#### Work item:
Give back, unchanged, each line from the one containing "Where can you spot the flower" through the last line of the entries below.

#### Record extracts:
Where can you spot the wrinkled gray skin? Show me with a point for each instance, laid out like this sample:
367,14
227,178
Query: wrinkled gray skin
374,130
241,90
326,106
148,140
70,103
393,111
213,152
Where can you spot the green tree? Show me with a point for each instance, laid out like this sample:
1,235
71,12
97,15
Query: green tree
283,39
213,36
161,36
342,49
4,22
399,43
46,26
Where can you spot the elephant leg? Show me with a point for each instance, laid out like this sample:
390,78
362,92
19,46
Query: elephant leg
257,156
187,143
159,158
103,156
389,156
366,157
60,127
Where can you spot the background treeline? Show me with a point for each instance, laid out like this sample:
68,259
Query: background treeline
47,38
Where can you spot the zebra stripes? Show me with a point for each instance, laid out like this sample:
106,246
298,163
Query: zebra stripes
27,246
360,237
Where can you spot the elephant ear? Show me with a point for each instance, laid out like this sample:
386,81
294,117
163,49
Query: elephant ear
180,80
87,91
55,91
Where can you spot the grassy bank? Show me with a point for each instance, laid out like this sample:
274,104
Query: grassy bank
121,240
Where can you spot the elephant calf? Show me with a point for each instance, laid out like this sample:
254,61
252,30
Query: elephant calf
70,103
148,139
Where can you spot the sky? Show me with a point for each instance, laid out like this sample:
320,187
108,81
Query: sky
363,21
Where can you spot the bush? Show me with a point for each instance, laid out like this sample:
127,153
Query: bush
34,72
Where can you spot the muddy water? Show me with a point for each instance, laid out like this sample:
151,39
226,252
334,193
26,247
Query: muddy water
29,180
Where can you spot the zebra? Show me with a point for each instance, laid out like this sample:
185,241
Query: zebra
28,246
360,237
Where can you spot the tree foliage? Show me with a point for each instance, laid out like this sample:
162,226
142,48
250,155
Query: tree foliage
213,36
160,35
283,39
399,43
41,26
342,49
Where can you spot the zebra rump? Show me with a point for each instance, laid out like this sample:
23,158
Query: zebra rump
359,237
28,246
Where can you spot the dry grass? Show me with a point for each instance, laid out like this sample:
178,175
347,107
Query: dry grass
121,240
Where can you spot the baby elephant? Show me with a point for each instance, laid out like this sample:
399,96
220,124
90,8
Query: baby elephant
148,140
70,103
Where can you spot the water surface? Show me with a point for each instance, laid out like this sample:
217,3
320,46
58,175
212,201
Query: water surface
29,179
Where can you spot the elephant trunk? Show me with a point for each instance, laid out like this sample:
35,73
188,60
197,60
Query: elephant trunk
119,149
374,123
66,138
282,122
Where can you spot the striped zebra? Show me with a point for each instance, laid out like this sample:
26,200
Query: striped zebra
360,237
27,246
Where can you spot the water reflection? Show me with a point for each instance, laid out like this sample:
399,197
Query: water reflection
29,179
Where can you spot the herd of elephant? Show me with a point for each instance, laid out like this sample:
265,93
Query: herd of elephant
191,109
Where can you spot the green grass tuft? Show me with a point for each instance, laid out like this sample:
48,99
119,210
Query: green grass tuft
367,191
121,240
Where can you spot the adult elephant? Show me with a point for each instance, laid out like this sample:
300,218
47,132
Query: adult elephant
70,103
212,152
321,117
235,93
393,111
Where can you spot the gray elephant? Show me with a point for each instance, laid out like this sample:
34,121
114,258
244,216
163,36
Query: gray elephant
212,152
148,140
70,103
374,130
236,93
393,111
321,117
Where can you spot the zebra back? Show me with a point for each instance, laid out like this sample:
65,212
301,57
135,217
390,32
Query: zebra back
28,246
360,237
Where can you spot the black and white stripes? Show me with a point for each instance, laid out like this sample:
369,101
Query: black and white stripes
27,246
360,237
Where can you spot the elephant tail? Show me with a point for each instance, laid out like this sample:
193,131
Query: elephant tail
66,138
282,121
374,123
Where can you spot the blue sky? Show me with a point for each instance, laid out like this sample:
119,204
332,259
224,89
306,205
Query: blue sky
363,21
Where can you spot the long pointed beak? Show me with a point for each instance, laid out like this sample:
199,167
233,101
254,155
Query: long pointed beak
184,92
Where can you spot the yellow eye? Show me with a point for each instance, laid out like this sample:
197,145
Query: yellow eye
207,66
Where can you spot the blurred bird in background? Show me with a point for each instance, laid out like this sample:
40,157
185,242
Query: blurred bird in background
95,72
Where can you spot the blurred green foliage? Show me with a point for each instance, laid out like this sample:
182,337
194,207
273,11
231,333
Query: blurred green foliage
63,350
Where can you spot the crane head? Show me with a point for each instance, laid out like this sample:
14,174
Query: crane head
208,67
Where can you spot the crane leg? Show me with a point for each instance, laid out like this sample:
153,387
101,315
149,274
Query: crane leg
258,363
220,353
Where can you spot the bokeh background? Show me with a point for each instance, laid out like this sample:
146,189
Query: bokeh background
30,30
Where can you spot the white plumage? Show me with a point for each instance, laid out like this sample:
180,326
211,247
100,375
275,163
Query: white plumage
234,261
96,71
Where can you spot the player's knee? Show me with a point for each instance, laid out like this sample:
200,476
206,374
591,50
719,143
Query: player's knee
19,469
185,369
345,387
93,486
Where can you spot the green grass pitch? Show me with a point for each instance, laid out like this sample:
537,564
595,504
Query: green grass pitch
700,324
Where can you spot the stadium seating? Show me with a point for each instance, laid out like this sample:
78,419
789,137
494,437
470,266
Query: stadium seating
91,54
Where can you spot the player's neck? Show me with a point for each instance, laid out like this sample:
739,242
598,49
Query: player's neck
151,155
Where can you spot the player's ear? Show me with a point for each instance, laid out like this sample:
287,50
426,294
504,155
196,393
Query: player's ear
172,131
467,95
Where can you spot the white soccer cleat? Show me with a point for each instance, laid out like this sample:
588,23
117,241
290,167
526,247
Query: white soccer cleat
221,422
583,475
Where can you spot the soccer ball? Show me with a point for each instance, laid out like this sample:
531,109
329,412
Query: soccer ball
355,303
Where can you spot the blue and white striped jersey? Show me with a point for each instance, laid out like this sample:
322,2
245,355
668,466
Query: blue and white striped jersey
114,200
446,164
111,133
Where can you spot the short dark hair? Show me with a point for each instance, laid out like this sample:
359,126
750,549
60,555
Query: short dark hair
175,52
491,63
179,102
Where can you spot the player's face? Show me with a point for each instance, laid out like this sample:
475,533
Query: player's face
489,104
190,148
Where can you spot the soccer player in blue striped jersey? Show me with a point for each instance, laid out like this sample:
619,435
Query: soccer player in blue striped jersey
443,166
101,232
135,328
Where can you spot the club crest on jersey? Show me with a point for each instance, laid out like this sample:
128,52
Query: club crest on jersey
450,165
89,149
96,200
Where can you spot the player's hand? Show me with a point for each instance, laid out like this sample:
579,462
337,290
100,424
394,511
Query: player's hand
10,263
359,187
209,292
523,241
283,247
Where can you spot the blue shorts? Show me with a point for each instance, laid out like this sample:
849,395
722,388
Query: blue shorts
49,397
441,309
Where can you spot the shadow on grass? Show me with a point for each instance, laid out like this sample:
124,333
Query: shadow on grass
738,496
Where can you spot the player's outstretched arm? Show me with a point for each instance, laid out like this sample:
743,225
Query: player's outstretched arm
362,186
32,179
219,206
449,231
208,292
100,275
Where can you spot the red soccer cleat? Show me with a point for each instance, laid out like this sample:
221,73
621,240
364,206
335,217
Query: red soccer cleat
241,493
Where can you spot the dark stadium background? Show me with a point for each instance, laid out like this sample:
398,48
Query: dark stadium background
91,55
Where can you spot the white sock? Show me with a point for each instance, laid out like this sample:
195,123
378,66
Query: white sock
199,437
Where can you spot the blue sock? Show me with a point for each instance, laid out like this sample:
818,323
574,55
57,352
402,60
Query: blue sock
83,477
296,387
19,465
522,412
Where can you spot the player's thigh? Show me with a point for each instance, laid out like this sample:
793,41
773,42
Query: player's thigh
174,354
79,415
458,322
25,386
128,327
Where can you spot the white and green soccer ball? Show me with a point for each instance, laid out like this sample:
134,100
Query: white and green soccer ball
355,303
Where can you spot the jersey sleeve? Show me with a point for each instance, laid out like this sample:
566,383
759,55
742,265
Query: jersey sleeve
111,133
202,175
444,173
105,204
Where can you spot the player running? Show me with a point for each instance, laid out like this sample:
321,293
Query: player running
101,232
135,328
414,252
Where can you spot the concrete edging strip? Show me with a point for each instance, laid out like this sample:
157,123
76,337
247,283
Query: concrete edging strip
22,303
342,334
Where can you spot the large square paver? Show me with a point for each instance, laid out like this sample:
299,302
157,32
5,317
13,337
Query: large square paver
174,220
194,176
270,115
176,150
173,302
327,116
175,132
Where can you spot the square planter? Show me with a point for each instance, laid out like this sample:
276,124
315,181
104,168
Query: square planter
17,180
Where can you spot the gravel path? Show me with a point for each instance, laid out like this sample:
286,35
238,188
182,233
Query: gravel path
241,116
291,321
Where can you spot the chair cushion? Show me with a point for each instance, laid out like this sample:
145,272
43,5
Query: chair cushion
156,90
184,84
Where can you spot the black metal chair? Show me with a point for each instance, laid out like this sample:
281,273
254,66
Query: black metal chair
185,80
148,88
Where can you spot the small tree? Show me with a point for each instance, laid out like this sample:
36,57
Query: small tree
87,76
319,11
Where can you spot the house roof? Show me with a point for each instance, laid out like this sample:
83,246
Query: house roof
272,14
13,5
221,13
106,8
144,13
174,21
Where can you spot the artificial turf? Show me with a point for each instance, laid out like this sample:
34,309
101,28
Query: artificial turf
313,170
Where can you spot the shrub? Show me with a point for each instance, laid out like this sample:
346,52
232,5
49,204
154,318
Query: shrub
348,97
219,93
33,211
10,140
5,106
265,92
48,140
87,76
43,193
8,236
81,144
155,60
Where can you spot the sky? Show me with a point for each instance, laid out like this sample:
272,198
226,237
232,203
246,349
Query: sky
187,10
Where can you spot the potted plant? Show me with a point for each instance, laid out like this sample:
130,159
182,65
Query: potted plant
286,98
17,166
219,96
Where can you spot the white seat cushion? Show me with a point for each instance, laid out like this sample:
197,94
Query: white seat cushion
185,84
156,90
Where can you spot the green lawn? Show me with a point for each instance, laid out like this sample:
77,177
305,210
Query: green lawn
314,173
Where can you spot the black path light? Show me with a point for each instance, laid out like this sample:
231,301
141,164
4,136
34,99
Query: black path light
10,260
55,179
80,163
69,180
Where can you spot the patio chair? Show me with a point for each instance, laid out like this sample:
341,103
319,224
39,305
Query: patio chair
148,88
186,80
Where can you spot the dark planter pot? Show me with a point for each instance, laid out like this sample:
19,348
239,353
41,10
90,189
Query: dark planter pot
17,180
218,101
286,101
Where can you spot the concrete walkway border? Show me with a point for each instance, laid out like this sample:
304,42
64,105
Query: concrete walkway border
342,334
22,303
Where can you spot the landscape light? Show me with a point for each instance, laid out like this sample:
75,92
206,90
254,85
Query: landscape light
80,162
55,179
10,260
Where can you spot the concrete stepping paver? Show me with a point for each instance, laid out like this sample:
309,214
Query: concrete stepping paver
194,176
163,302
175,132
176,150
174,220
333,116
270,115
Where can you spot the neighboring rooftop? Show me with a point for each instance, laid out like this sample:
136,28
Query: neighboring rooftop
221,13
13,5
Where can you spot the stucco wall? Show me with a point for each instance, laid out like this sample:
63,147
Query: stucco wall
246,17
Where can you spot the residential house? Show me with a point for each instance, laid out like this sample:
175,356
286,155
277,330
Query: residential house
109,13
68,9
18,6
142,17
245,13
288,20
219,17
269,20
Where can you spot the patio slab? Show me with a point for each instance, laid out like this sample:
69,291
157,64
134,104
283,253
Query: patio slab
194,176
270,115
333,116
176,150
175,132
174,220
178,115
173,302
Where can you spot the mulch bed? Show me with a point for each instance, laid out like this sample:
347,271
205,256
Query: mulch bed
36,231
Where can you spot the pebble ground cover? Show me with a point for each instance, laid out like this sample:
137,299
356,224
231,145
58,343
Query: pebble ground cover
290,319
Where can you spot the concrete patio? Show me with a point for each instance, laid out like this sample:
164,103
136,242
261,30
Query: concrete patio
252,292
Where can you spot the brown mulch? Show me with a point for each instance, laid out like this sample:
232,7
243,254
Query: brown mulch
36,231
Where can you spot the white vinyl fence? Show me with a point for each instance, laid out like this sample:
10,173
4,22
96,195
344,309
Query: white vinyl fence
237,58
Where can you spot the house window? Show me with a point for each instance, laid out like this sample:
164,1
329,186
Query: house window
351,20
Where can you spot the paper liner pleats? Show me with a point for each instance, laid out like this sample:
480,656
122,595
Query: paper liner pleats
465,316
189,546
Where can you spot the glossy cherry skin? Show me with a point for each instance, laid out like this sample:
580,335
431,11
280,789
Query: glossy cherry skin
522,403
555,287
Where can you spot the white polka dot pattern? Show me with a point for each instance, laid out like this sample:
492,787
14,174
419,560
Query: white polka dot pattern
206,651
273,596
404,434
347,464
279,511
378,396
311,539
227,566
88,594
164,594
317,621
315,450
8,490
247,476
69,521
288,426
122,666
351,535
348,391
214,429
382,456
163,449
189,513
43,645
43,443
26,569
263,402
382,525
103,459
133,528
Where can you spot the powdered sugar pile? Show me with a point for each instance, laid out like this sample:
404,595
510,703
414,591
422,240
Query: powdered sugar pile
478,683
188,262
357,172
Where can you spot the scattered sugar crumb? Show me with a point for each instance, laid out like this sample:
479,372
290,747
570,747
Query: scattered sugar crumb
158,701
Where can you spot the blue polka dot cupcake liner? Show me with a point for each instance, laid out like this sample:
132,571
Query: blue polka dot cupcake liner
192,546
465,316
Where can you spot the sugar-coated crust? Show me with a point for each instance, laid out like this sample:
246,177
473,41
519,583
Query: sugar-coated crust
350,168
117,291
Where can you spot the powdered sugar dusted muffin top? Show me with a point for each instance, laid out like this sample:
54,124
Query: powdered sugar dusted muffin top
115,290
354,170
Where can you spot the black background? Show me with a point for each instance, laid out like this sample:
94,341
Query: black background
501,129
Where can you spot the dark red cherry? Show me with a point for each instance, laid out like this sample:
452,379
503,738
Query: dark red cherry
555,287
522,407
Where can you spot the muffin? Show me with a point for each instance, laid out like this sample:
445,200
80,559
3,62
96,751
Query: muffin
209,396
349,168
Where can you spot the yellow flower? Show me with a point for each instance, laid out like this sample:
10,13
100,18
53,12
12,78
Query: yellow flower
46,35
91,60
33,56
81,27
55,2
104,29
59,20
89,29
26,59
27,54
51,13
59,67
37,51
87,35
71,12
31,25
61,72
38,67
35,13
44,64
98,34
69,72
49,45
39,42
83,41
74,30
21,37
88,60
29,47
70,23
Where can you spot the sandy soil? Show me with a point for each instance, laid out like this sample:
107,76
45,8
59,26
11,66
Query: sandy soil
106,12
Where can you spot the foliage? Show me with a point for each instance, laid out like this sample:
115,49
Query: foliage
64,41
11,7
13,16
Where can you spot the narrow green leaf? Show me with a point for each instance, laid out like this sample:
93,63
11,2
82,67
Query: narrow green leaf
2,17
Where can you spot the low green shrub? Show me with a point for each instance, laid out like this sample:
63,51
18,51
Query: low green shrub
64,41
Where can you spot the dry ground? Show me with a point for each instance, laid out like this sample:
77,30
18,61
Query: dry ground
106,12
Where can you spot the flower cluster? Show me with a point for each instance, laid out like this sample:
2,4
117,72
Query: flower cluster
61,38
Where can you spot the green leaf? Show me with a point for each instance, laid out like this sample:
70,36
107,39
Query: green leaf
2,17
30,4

#### Response:
Where can you spot the flower cluster? Show me with a point for each instance, laid out like this sample:
2,4
117,72
Query: flower cluster
61,38
Where can you spot the green leaf? Show me with a point for each instance, laid out like this sample:
70,36
107,39
Query: green leaf
2,17
30,4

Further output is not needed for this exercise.